Aim of the exercise: Answer with a single number, the count of lines in the material below that contain the word "baby".

Extracted data:
-- Opening Marker --
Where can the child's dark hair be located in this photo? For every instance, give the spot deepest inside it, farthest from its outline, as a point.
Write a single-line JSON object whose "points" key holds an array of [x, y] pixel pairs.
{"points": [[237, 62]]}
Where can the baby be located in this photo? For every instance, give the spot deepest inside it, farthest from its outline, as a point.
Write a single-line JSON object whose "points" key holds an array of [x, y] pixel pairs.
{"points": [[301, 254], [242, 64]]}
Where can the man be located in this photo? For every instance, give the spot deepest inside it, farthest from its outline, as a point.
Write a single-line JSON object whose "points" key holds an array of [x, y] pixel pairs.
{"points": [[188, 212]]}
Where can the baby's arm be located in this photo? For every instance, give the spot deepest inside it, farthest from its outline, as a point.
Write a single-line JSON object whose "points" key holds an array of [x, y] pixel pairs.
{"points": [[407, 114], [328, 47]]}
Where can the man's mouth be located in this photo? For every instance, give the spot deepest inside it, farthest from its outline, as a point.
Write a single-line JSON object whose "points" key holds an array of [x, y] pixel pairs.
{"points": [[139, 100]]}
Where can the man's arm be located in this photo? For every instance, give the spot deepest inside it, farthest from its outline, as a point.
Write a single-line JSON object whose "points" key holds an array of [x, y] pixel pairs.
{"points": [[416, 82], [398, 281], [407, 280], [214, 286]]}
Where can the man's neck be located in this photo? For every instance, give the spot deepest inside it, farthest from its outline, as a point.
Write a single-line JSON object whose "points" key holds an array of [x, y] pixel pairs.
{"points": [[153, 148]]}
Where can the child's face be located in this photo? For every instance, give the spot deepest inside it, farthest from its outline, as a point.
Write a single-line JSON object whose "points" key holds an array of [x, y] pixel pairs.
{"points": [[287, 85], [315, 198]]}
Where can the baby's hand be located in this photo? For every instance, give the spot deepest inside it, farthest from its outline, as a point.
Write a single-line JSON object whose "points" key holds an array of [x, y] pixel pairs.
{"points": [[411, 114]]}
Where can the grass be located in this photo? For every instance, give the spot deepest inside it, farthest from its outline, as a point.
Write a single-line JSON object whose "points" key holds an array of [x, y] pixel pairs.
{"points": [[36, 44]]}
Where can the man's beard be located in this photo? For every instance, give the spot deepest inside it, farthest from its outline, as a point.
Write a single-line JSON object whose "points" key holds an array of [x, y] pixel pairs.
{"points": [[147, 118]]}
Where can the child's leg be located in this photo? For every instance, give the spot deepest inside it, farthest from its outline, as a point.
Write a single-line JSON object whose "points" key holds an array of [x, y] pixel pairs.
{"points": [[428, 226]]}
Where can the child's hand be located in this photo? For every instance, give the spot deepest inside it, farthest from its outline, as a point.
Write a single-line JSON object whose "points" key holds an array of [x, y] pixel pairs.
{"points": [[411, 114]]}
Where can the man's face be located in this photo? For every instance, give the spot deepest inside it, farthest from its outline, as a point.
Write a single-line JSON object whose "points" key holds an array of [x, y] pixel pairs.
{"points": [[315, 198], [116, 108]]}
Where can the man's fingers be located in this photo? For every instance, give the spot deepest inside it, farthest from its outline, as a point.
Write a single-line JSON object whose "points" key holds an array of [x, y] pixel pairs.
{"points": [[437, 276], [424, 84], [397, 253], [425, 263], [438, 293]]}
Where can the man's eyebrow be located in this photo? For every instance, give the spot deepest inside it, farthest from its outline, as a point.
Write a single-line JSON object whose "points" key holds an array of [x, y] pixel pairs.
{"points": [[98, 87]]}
-- Closing Marker --
-- Opening Marker --
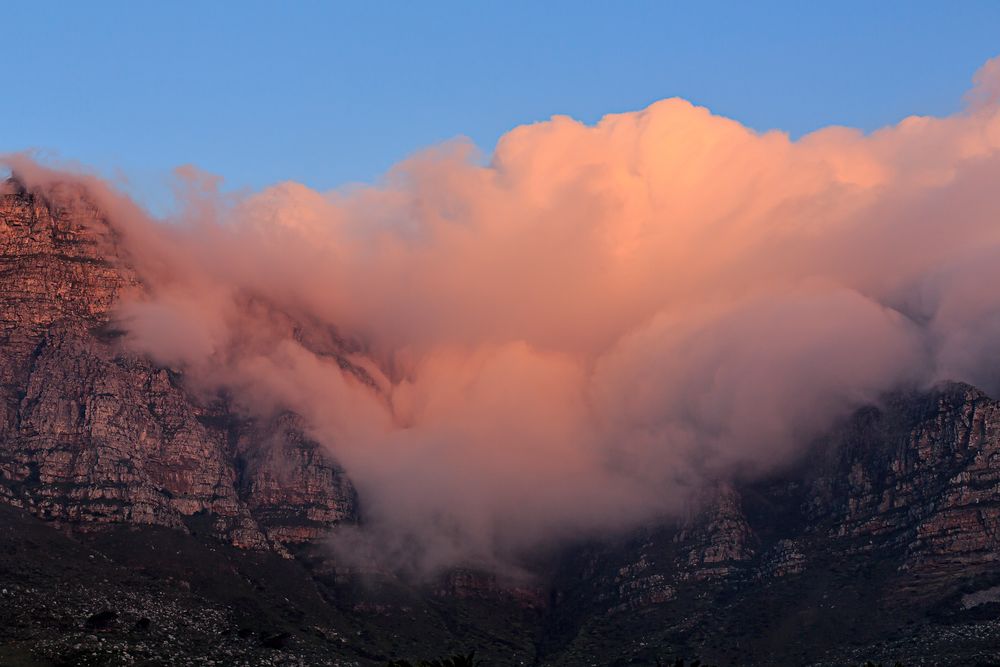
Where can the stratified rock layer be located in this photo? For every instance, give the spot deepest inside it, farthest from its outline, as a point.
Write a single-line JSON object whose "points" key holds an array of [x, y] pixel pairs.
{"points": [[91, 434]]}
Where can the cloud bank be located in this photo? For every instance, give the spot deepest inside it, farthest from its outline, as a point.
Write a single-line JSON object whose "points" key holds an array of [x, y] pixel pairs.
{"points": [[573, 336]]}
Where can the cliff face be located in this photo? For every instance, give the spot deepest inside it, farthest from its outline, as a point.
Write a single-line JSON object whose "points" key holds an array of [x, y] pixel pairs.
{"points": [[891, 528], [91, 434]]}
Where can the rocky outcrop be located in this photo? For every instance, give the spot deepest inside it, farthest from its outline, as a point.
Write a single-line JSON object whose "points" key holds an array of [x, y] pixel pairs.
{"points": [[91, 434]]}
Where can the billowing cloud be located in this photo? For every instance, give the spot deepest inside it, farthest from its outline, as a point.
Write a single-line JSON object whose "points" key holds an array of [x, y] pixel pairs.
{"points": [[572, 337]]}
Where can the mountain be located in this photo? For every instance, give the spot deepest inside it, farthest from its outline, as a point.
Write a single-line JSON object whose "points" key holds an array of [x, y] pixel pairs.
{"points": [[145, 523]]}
-- Closing Marker --
Response: 3